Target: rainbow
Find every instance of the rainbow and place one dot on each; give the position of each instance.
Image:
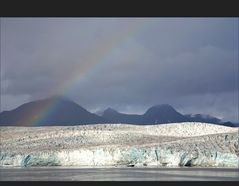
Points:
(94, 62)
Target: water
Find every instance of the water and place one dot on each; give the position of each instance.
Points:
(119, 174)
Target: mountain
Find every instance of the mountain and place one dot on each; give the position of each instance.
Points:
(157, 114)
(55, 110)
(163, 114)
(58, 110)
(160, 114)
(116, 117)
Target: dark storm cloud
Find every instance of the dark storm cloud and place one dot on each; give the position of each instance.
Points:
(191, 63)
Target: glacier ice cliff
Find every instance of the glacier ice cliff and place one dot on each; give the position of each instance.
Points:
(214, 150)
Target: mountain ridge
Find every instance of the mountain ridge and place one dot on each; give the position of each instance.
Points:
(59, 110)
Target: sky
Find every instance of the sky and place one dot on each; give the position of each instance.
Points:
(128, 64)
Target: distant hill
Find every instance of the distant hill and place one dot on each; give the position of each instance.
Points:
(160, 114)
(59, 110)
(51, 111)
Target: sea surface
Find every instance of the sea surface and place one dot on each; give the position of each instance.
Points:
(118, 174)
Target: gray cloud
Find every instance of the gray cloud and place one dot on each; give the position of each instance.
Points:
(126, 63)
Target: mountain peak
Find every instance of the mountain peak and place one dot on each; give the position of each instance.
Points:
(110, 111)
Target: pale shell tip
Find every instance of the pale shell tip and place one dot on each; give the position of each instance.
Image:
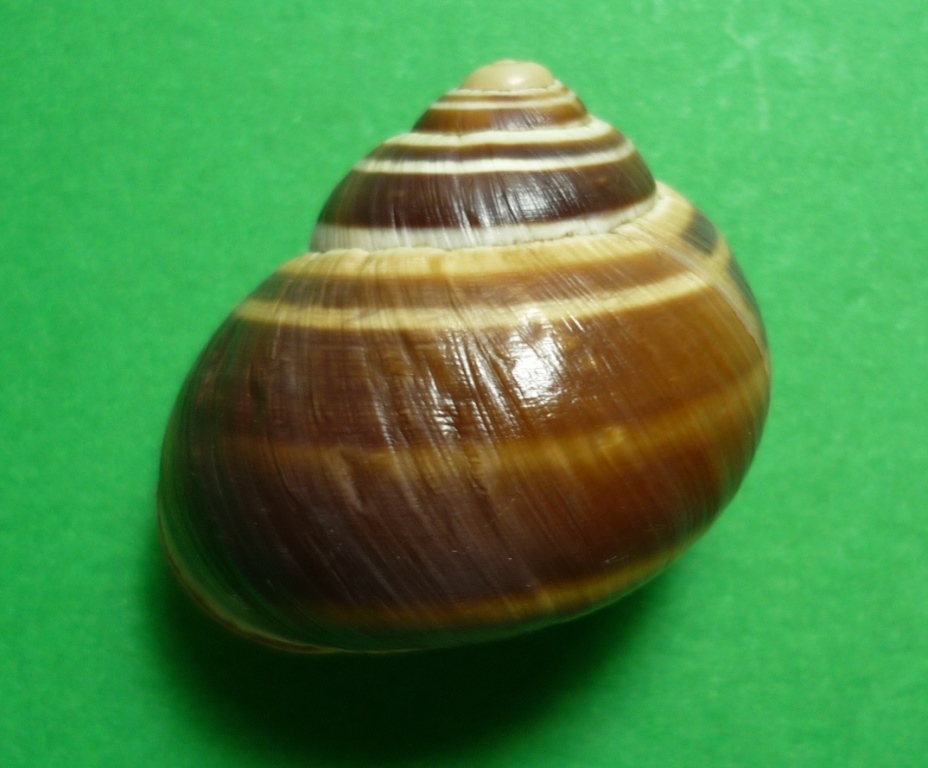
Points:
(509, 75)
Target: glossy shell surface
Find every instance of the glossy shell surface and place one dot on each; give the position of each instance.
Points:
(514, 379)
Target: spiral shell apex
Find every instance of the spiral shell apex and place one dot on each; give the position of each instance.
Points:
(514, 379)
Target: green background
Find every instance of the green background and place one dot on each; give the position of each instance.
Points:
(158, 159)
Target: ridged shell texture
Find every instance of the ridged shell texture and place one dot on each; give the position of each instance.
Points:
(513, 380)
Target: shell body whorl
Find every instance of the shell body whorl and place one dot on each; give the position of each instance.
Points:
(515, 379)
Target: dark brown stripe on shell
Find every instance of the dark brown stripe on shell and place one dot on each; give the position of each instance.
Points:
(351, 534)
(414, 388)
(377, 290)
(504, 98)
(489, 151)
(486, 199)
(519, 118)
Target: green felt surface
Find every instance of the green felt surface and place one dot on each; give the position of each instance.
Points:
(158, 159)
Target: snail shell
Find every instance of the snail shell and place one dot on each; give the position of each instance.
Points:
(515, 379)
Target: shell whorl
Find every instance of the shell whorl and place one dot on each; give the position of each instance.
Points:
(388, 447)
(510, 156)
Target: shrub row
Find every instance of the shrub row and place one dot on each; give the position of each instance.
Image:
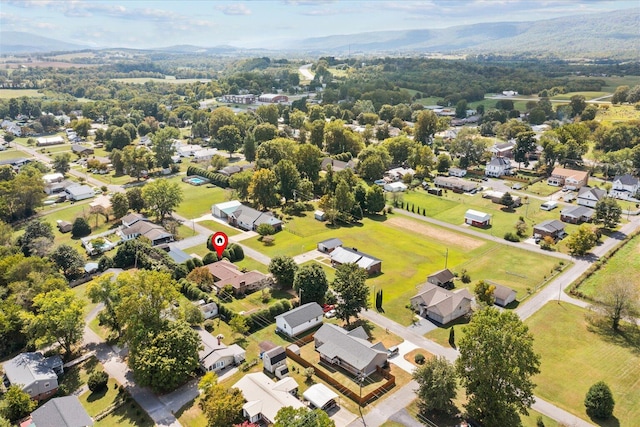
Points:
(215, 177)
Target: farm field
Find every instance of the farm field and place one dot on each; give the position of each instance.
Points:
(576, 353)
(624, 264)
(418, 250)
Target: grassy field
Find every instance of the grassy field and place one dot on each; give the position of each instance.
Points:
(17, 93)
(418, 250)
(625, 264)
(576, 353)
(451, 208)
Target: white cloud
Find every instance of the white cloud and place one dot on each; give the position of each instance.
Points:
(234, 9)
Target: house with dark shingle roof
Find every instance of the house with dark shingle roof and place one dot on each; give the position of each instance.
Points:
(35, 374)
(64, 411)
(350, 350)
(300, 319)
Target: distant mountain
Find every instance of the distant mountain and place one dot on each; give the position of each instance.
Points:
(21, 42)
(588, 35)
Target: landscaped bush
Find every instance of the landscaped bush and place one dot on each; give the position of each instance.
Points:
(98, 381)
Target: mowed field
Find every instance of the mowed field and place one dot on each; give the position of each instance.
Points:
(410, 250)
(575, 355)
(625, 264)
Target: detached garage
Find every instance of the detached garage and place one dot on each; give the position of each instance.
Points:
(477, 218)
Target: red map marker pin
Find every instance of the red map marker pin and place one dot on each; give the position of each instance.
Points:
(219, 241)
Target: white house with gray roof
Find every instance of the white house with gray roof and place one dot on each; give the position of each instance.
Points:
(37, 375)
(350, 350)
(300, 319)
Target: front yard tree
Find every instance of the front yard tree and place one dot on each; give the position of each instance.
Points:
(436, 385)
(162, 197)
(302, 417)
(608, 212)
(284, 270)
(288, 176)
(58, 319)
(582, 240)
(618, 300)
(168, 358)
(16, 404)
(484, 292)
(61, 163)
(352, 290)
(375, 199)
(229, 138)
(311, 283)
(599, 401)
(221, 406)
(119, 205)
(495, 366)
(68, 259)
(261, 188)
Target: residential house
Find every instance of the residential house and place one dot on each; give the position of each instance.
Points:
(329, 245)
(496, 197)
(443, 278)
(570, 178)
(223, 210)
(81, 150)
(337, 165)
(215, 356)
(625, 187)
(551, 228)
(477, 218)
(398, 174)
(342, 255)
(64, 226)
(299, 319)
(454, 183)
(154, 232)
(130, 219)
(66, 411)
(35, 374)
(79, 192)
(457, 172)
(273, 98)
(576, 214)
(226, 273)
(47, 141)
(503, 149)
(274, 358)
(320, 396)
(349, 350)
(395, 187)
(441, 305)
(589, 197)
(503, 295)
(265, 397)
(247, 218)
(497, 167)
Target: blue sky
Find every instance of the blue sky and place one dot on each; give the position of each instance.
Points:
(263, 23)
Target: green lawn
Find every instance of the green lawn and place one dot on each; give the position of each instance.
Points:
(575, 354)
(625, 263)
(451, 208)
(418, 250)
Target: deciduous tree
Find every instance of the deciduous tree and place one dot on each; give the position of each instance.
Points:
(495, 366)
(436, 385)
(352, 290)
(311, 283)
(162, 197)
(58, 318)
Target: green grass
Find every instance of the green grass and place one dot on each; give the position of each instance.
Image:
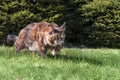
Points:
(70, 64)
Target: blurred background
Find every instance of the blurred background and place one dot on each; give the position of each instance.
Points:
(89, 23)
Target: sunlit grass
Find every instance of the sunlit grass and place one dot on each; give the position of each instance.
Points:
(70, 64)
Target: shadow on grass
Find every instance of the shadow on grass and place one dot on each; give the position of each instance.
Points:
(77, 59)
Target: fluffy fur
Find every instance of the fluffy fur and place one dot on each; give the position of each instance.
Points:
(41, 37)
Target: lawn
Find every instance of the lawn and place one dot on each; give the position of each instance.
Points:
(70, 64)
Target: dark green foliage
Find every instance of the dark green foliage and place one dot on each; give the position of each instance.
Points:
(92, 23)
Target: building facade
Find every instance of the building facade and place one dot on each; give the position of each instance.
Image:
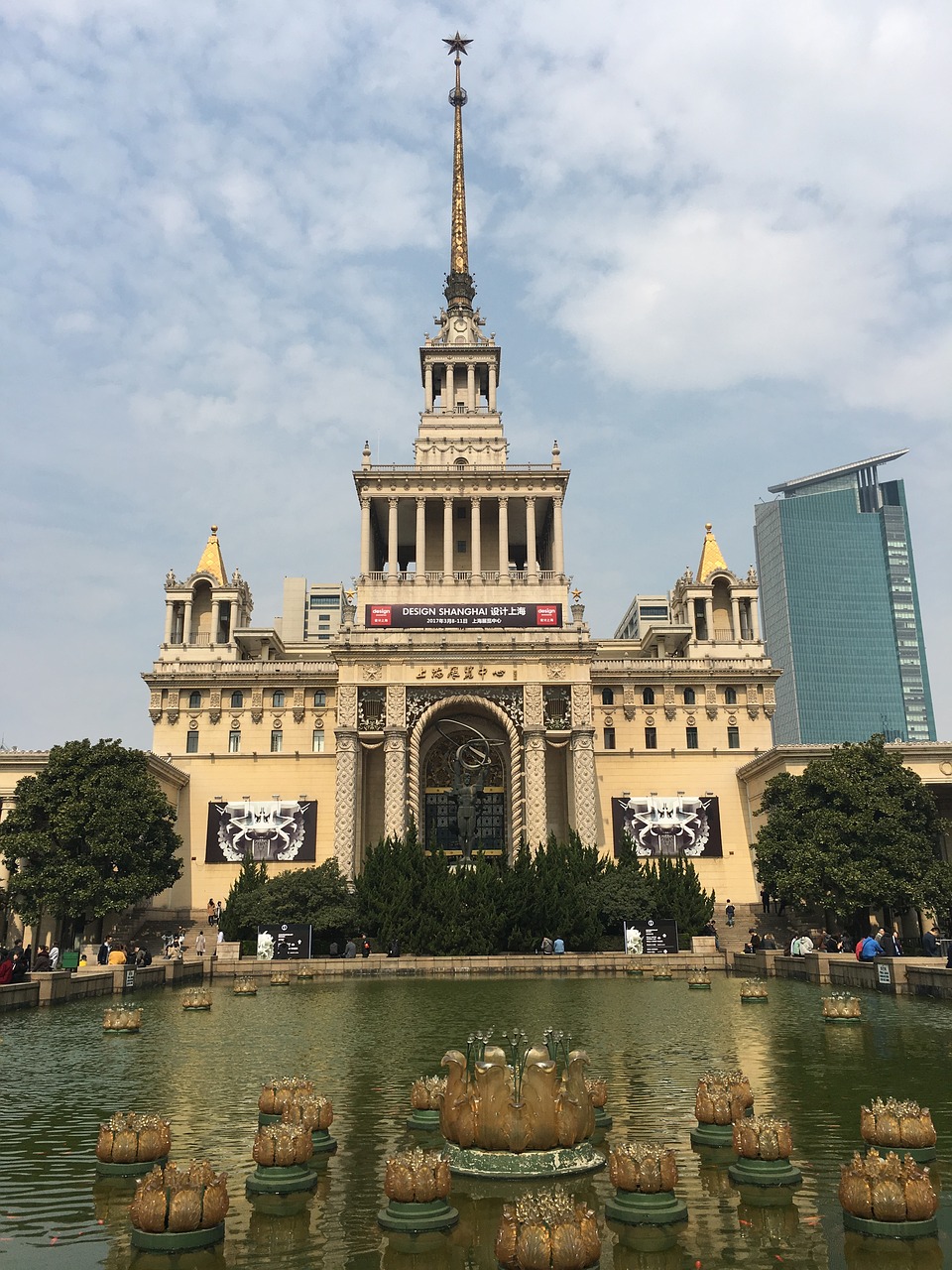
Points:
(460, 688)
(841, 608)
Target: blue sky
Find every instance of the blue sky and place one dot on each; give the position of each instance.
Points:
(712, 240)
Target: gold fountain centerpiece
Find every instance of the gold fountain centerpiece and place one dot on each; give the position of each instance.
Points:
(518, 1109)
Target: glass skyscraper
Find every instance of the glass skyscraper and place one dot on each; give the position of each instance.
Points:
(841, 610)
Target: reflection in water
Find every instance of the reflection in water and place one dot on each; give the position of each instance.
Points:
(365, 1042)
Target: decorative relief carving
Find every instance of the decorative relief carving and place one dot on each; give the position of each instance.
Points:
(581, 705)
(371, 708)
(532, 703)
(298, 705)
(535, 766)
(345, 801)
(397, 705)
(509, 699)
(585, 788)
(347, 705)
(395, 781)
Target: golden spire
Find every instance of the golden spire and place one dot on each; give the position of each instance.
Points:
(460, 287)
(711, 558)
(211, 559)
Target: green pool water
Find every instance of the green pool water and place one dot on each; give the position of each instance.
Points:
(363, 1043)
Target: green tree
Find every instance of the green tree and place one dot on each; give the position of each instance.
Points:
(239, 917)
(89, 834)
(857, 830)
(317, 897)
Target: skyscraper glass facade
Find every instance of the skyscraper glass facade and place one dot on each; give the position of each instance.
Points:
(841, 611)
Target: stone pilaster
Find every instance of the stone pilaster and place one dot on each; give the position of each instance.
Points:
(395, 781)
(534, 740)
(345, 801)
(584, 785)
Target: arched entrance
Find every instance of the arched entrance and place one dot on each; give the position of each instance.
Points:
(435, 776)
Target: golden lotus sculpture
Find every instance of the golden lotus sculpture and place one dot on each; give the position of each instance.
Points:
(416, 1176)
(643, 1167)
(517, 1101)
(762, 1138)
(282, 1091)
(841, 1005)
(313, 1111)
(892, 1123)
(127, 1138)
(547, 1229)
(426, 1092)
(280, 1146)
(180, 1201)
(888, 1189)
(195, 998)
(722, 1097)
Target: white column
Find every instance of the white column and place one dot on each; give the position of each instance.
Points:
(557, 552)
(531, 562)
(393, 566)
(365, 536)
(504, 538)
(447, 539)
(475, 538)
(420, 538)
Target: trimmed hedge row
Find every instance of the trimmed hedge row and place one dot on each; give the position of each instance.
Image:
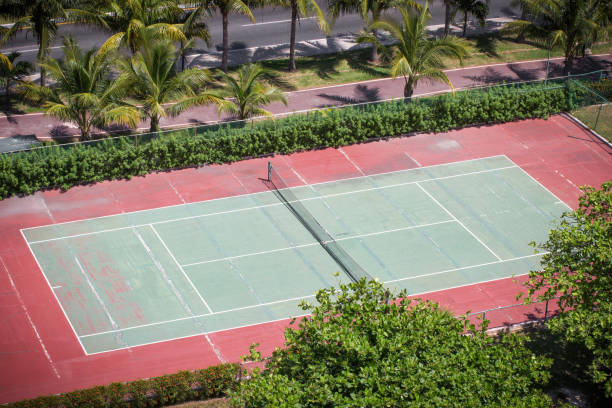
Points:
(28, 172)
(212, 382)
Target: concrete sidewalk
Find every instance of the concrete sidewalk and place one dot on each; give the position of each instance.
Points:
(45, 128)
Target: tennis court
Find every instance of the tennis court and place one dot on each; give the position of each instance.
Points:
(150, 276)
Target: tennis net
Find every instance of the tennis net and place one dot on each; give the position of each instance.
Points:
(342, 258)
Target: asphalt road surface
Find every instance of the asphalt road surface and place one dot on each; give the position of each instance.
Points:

(Aim of the task): Copy out the stretch of rows from the line containing "Target: tennis net" through the last line of the rows, keeping every line unchanged.

(Response to the exercise):
Target: tennis net
Find every instance of the tennis net and place one dot on each; give the position of each instance.
Points:
(342, 258)
Target: asphalt road surface
Find every instance of the asphalt road surface and place one dot on each; give the position of each instance.
Points:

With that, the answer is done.